→ **Exercise details**: Starting at the line that contains "the wall, reported", quote every line through the end of the entries, word for word, skipping the pictures.

→ **Record extracts**:
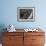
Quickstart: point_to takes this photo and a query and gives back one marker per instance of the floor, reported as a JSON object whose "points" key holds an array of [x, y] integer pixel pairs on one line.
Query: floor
{"points": [[1, 45]]}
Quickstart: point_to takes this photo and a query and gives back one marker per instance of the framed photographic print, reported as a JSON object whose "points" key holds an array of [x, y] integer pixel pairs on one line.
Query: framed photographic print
{"points": [[26, 14]]}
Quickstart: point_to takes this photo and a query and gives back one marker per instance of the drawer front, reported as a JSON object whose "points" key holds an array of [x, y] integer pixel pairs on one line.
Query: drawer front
{"points": [[13, 33], [10, 39], [34, 33], [37, 39], [13, 41], [27, 41]]}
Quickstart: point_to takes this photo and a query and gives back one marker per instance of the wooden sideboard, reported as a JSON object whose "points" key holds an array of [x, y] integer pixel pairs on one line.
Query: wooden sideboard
{"points": [[23, 39]]}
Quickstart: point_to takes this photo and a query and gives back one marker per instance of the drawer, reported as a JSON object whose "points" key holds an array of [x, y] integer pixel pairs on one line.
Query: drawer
{"points": [[10, 39], [37, 39], [13, 33], [33, 33]]}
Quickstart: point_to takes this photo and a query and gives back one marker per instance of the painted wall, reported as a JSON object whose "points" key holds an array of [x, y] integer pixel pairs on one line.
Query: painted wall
{"points": [[8, 13]]}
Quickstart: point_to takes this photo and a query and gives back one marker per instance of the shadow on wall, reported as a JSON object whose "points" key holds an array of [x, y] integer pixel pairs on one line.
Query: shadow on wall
{"points": [[2, 26]]}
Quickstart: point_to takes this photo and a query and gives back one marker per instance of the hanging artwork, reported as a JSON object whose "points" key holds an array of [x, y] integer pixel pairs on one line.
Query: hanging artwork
{"points": [[26, 14]]}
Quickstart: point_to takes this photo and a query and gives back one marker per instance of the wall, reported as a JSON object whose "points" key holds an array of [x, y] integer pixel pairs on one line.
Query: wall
{"points": [[8, 13]]}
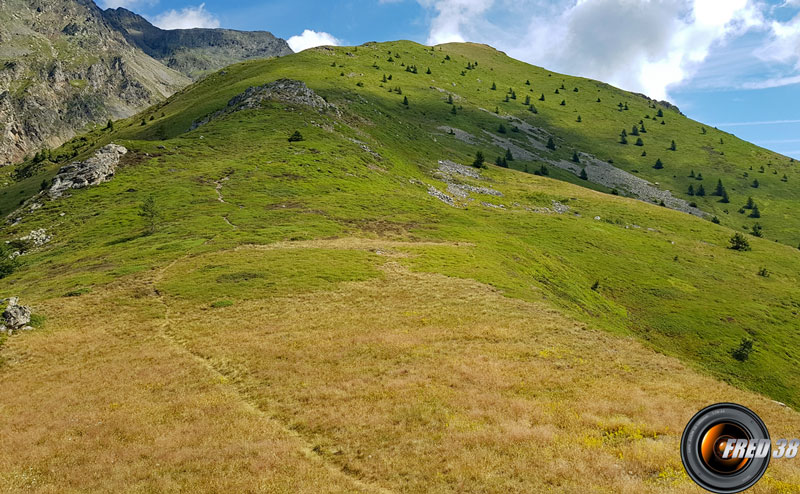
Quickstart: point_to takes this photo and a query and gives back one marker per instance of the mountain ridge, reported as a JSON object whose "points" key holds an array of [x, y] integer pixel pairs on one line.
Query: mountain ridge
{"points": [[315, 288], [195, 52], [64, 66]]}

→ **Written solution**:
Quickstart: point_to takes this photo and a query and gives back one marker per instance of the wall, reported as a JSON object whose "points" key holds an array of [x, y] integer pixel pairs on one line.
Query: wall
{"points": [[8, 13]]}
Quickstart: point_to takes this photo and a query and gives back one marker per instance of the mountain ridge, reported as a JSON object whose "points" key holds an array of [x, y] integer pixel pairs on one line.
Query: mountain ridge
{"points": [[315, 288], [195, 52], [64, 66]]}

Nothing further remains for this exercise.